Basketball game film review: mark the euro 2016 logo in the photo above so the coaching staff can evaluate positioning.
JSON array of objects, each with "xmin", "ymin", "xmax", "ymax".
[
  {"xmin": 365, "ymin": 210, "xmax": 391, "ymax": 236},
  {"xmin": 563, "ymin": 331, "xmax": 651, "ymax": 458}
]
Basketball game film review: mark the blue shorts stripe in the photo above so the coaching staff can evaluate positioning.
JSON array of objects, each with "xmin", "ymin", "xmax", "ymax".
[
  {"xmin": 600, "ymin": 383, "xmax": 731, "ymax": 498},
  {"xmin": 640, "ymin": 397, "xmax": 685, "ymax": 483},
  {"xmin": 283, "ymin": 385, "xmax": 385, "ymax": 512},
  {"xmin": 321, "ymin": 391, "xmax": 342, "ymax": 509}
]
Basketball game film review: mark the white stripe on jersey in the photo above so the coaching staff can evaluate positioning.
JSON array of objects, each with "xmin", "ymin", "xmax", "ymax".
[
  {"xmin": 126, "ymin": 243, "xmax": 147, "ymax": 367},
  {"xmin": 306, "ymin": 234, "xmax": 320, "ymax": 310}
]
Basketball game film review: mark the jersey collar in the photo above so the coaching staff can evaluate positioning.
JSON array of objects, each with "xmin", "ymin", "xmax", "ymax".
======
- What to produce:
Report only the number of lines in the listing that contain the word "game".

- Answer area:
4